* **GOAL**
Every line from the line containing "In this exercise you will mark each instance of the thumb" through the final line of the data is to be printed exactly; no other line is to appear.

◇ ◇ ◇ ◇ ◇ ◇ ◇

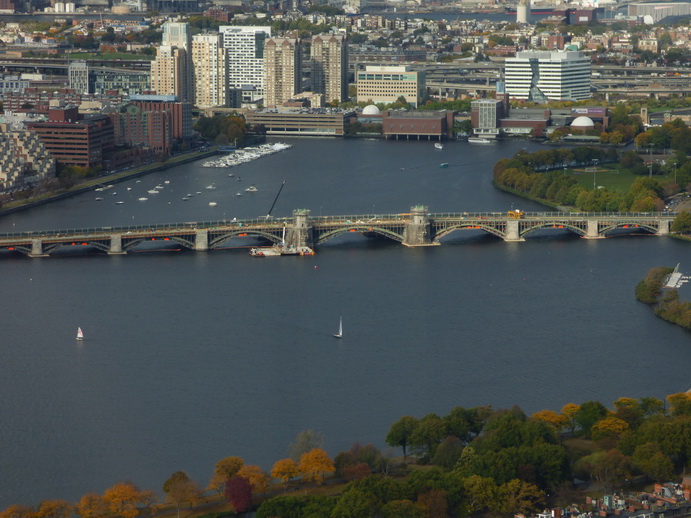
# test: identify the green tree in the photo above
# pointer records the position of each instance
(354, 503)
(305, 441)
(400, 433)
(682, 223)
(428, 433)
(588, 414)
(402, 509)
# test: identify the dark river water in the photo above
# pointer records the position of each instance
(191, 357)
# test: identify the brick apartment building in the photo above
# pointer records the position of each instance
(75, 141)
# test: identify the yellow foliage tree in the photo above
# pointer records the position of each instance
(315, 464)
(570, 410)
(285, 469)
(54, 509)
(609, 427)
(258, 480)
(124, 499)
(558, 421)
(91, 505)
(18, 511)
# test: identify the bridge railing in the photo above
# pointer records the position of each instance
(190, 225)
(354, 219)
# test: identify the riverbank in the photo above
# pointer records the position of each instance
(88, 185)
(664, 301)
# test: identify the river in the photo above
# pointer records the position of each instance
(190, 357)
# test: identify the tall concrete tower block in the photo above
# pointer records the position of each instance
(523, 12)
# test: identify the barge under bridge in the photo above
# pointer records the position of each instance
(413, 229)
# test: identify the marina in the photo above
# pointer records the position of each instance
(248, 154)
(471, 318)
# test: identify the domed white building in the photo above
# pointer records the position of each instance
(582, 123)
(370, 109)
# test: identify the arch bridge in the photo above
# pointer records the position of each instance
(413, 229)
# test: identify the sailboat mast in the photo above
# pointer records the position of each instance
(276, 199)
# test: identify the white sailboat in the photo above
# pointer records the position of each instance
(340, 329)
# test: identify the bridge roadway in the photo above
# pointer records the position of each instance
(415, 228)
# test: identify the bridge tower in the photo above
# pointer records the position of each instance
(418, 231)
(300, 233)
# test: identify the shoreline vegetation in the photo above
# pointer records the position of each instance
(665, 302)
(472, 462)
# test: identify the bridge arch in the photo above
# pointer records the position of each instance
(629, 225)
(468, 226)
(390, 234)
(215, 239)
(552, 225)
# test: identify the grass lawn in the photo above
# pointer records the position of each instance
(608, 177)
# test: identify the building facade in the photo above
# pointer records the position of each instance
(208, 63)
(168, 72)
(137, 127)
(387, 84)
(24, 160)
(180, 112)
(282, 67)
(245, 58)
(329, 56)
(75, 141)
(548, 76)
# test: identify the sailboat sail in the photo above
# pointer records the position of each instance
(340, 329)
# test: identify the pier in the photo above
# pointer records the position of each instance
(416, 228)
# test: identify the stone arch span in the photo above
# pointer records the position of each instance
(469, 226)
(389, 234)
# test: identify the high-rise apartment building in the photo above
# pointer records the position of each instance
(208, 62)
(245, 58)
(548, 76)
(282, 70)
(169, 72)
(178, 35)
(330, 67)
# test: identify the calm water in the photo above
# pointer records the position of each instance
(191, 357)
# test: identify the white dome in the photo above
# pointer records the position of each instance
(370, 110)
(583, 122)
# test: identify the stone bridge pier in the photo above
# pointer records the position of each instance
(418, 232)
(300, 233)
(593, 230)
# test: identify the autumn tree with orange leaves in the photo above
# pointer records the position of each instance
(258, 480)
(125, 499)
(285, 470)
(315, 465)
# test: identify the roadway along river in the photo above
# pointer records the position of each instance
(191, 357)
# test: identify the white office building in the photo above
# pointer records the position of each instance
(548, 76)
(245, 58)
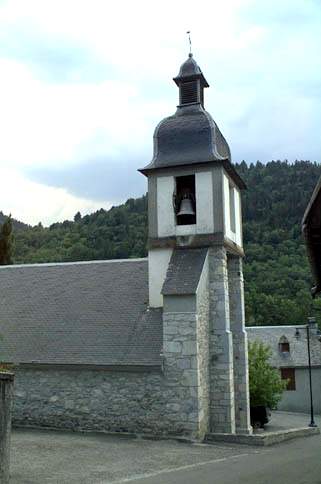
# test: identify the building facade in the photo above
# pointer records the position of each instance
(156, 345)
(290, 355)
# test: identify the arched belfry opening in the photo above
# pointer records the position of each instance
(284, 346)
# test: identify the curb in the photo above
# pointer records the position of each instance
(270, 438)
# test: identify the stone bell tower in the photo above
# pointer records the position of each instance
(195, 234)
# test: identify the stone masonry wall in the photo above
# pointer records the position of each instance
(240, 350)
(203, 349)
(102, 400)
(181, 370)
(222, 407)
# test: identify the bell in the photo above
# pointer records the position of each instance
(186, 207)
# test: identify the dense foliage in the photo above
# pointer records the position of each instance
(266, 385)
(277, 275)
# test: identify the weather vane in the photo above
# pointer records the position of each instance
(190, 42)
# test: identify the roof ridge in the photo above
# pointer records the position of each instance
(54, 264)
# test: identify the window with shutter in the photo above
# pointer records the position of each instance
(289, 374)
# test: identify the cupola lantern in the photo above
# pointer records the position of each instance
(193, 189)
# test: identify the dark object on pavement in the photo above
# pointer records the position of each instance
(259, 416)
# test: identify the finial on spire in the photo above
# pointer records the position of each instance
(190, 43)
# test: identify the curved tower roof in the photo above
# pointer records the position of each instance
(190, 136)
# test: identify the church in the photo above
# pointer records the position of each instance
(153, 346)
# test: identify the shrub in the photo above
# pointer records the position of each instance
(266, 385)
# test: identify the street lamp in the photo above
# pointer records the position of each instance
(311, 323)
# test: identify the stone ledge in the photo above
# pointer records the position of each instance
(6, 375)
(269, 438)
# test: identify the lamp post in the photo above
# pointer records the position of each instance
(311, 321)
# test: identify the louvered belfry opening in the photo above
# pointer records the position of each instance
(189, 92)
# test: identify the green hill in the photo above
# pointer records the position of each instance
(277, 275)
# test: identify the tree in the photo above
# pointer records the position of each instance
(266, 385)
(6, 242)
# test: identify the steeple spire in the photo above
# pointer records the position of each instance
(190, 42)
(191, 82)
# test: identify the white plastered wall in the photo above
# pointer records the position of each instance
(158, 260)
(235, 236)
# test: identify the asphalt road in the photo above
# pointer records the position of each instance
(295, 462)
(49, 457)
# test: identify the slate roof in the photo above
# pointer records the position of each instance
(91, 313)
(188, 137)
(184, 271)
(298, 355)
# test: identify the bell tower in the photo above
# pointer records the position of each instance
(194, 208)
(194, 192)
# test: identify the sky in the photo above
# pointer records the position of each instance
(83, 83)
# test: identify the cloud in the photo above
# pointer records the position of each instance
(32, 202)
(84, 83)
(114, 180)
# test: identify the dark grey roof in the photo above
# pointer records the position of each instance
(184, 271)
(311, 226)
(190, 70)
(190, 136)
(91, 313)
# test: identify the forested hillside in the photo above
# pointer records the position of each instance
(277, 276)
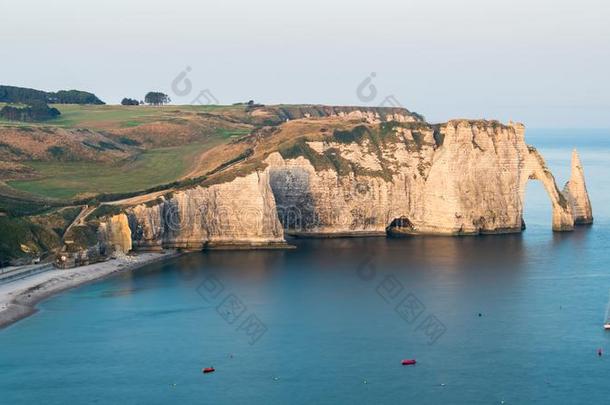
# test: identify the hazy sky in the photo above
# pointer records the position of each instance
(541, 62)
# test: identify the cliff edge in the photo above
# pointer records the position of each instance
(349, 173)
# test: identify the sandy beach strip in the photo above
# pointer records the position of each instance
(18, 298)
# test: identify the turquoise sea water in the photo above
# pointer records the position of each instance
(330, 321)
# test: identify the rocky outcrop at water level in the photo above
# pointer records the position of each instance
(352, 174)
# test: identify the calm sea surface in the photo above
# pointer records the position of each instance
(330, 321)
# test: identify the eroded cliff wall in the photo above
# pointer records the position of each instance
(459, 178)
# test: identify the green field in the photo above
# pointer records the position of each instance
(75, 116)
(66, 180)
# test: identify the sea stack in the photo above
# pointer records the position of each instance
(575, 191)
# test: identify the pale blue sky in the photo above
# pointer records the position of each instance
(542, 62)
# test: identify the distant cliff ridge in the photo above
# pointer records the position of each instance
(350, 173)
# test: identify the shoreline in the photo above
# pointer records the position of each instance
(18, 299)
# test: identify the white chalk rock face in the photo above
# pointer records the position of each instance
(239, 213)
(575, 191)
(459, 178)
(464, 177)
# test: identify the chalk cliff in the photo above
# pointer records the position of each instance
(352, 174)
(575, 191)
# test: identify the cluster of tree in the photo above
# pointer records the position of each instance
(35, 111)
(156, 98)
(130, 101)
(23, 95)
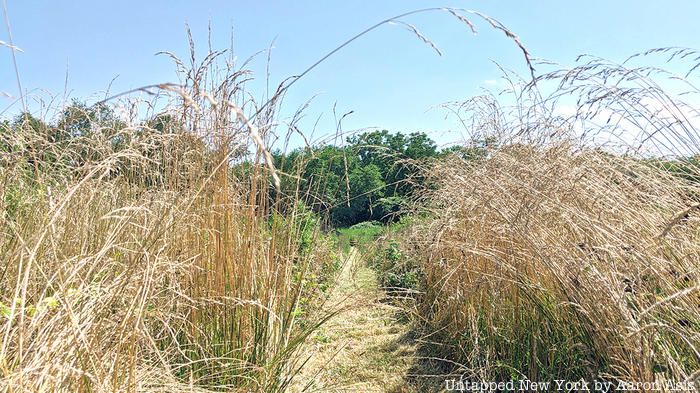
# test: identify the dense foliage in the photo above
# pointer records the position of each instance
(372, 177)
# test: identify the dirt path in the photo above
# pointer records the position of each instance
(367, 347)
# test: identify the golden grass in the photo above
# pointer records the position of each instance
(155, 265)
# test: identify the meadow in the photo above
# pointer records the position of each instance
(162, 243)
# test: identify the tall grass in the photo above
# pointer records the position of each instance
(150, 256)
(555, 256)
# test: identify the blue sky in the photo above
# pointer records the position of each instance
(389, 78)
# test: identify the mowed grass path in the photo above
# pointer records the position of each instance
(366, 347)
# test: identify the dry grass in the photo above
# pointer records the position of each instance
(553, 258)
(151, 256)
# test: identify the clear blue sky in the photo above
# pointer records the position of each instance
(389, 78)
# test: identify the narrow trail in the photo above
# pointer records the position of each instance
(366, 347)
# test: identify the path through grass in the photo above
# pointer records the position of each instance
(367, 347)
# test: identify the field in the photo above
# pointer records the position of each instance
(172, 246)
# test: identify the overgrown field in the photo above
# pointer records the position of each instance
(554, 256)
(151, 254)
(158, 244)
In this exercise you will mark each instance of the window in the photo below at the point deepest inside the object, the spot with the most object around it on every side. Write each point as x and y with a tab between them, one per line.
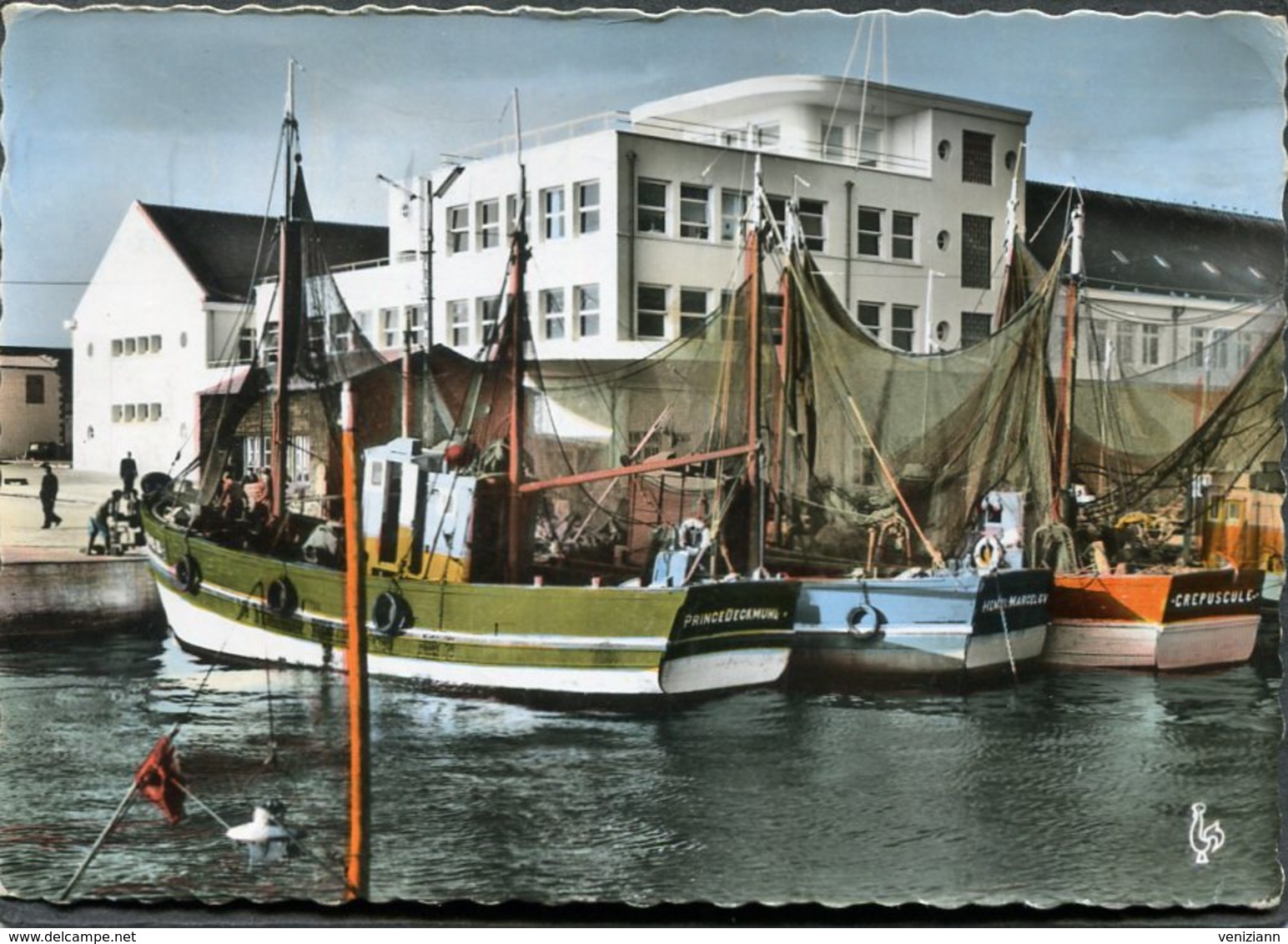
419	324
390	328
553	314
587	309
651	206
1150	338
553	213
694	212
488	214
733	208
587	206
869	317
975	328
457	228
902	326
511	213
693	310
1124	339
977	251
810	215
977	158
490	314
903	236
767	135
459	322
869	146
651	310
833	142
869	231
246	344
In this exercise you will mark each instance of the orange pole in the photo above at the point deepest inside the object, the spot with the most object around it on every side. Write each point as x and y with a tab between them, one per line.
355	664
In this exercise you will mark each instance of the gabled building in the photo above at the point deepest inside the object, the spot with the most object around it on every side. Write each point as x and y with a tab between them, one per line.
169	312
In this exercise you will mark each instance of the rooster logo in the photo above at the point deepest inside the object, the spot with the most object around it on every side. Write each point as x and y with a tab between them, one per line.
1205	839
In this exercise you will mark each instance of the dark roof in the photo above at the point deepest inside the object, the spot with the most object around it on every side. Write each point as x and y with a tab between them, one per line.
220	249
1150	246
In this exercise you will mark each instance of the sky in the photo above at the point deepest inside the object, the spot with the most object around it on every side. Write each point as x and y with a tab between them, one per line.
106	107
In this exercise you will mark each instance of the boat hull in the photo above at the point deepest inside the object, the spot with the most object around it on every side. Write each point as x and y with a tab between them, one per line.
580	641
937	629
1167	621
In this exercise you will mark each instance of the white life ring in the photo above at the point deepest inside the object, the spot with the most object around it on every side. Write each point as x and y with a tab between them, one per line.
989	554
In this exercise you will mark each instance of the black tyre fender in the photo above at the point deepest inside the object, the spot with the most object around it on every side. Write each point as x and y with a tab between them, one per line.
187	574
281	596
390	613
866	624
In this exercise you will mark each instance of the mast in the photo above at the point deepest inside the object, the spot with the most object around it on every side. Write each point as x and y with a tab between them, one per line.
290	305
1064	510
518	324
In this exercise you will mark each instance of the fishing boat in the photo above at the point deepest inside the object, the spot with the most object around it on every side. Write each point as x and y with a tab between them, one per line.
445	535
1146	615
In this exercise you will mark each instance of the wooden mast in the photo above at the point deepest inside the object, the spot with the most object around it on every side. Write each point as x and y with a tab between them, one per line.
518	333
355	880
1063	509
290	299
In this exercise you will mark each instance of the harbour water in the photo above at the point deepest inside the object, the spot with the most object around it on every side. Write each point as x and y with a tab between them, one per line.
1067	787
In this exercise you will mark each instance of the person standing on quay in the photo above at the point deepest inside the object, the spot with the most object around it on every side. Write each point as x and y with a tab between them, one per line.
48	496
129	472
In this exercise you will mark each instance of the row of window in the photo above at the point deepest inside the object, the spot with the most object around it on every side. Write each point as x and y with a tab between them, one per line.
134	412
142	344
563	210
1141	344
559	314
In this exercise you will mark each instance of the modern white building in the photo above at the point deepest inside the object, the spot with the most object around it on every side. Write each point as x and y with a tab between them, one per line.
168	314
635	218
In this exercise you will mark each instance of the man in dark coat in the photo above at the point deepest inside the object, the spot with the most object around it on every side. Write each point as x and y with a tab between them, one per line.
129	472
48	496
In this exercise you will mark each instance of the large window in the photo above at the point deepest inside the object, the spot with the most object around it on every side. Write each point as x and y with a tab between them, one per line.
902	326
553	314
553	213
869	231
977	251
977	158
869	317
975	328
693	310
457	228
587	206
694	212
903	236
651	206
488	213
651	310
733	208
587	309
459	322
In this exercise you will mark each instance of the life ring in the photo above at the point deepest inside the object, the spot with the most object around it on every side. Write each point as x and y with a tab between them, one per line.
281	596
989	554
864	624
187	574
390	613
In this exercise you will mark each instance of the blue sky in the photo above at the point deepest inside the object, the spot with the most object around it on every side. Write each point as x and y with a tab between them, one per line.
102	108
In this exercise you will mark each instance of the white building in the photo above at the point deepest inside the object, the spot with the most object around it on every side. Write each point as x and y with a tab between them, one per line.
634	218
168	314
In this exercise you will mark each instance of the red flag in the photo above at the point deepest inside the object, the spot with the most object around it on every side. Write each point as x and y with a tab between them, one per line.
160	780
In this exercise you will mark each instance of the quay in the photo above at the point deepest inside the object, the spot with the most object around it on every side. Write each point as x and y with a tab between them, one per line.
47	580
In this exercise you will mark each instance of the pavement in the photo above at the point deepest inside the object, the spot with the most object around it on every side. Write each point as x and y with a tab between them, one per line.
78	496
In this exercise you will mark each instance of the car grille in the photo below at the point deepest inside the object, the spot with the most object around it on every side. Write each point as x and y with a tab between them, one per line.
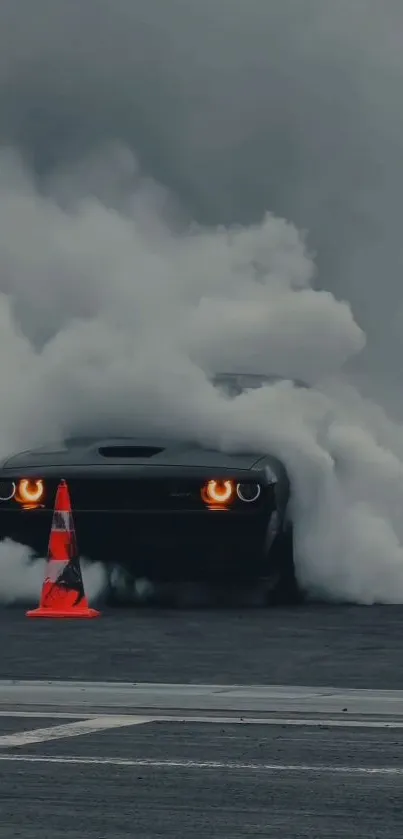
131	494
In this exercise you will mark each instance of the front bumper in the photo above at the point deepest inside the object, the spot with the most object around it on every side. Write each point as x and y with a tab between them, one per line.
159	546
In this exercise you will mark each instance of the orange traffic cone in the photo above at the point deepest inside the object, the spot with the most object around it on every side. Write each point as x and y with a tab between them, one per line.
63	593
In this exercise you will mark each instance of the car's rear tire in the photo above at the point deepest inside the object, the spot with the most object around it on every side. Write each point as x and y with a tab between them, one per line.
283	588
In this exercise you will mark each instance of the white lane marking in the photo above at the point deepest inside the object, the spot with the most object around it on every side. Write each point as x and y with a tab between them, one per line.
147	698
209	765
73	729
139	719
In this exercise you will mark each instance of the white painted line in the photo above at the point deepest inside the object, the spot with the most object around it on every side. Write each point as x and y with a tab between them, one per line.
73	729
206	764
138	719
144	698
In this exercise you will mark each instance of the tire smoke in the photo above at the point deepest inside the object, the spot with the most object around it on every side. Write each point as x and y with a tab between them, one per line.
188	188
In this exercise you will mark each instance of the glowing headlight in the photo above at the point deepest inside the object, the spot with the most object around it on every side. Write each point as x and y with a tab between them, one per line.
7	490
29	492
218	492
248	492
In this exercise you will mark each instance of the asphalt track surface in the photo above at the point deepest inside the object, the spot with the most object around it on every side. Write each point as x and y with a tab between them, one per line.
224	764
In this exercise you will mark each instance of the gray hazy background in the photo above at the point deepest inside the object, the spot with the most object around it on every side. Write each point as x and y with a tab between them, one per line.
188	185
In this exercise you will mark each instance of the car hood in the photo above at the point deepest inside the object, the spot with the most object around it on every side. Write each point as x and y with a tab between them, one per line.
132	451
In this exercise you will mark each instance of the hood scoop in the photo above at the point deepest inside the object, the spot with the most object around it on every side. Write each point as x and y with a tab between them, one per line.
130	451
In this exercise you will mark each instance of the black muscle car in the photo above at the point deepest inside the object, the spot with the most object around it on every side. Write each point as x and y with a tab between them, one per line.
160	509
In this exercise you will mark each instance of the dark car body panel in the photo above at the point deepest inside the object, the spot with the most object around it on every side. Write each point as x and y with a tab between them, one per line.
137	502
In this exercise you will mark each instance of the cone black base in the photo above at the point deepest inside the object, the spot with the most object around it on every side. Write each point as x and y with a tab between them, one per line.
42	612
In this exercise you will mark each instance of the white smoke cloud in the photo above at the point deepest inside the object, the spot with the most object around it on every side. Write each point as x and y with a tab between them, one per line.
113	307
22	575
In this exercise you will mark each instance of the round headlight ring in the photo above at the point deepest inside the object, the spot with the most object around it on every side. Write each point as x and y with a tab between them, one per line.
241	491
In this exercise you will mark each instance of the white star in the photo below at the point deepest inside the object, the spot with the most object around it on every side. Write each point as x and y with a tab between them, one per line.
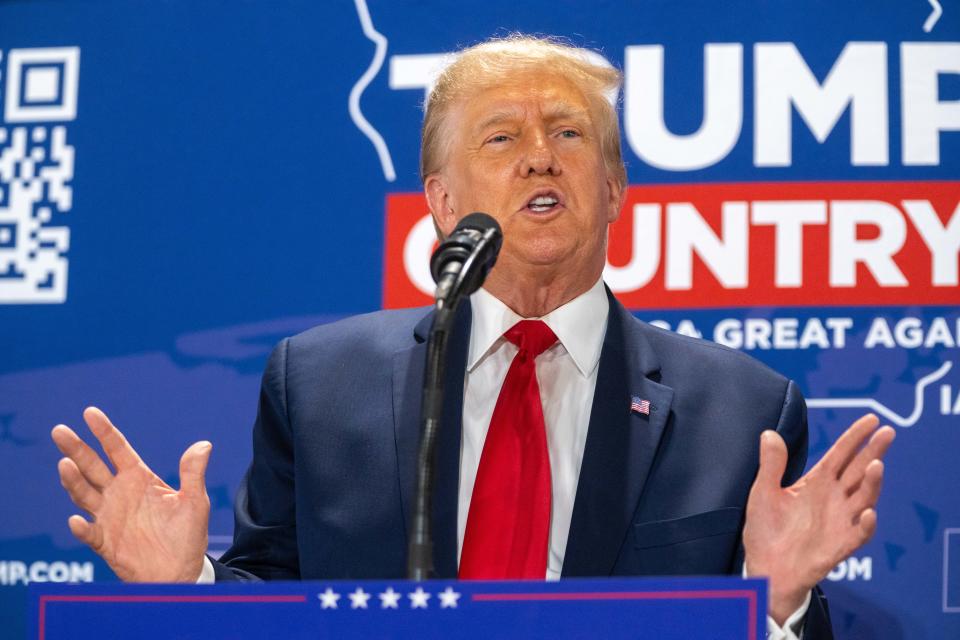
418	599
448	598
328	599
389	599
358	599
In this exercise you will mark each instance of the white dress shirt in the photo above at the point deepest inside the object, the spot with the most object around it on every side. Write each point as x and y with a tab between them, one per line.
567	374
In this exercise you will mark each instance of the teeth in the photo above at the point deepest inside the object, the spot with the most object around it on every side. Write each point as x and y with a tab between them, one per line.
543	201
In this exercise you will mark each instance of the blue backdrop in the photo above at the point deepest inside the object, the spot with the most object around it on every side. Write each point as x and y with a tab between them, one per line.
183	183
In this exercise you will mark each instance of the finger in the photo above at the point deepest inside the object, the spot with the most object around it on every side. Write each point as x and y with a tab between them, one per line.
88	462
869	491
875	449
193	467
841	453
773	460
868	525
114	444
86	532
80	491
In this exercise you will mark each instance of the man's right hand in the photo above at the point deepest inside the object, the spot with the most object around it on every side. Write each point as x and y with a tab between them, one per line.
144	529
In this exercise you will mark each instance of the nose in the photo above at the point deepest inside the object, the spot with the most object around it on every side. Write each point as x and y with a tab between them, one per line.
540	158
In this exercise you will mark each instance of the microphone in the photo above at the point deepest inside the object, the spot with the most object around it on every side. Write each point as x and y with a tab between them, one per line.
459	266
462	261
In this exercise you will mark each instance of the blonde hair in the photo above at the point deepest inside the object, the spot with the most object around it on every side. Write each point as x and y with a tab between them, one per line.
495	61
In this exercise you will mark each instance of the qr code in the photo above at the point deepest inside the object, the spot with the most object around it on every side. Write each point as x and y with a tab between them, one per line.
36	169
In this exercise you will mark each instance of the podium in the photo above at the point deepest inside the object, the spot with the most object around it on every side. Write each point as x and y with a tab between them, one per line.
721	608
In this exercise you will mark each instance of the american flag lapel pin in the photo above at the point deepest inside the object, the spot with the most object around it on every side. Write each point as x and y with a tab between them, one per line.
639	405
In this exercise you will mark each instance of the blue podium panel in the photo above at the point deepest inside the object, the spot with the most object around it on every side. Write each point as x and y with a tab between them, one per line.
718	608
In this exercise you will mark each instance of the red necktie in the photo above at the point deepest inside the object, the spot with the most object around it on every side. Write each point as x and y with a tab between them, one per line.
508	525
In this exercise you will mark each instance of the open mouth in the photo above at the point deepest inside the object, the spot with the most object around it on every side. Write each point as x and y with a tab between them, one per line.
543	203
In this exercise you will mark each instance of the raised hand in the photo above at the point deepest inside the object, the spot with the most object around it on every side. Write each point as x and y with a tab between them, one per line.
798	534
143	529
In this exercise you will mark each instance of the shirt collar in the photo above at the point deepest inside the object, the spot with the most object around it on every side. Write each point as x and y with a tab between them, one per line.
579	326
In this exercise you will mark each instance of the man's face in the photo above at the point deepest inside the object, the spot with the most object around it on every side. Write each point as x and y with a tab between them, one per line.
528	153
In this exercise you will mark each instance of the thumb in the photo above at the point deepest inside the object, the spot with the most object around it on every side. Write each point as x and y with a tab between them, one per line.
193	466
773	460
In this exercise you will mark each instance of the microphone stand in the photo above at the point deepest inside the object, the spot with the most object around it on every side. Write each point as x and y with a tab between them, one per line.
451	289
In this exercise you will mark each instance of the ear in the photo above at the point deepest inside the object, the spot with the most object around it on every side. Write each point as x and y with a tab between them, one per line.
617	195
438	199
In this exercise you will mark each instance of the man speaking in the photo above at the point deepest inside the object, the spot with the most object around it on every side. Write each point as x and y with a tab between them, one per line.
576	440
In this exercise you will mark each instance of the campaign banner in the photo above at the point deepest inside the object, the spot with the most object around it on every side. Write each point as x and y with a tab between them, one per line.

◇ ◇ ◇ ◇ ◇ ◇ ◇

* **WRITTEN ANSWER**
In this exercise you will mark each instance of the thumb in the photo above at the point deepest inside the object, the spot with the most object around it on every side. Write each point as x and y with a tab between them, one per line.
193	466
773	460
In this exercise you will mark each instance of the microphone stand in the photo above at the point deepest inside the object, the spot with the most object around it on every side. Write each point as x and y with a tab between them, one per line.
451	289
In this exercise you will mark each instance of the ear in the photo above at the point deepest inside the object, the spot with the most object around it on every side. Write each point as x and y with a tab between them, one per line.
617	195
438	199
In this exercise you will mark each instance of the man speaking in the photo above at the point deepest inside the object, the spot with the most object around it on every side. Write each point as x and y with a tab between them, one per line.
576	440
In this exercise you will mark each instance of the campaign banner in the photo above at the point deepest inside the object, the spot with the most object around it on every side. Write each point as x and y with a tab between them, one per line.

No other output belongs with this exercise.